■ **Required task**: Your task is to write out the lines from the line containing "Rules: pick out each instance of the blurred yellow" through the last line of the material, exactly.

[Excerpts of pointing data]
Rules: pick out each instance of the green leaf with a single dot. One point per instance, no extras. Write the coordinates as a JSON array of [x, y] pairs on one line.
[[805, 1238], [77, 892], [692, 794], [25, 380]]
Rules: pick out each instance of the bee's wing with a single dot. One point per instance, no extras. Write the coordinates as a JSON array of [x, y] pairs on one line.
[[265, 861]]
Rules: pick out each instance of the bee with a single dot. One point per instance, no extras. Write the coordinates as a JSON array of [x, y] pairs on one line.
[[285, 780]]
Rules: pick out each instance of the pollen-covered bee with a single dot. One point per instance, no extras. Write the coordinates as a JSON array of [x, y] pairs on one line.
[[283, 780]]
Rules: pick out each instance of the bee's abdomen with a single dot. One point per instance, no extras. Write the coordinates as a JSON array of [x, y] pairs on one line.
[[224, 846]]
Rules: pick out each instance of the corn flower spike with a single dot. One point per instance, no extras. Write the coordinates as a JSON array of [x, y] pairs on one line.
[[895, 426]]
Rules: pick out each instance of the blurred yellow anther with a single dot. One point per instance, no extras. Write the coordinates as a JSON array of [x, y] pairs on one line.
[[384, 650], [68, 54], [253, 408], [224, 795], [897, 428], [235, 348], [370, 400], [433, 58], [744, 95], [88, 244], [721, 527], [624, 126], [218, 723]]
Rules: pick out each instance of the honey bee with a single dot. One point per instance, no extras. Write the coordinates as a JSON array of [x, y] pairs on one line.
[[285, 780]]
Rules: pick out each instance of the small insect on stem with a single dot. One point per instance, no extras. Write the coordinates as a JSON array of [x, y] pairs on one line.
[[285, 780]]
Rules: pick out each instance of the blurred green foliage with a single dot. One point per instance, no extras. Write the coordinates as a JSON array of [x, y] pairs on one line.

■ **Solution to the exercise**:
Rules: pick out each instance of the blurred yellow anther with a single dot. One point per instance, no extras. Write the coordinates as a JSON array of [x, y] pairs on one line.
[[384, 650], [68, 54], [253, 408], [224, 795], [897, 428], [235, 348], [370, 400], [433, 58], [744, 95], [88, 244], [721, 527], [624, 126], [218, 723]]
Rules: pick out each instance of the honey bee with a single dot. One point per instance, no extras. Write the coordinates as a JSON array of [x, y] pairs on one line.
[[285, 780]]
Rules: pick out each instance of the small insect on stem with a single dot. One point per instance, no extras. Write the coordinates as a JSON array of [x, y] pairs on one line.
[[285, 780]]
Rules: pick out each instance of the blurred green foliage with a single dot. One point per instance, no extras. Write the coordinates as a JSON array of [x, y] pairs on one line.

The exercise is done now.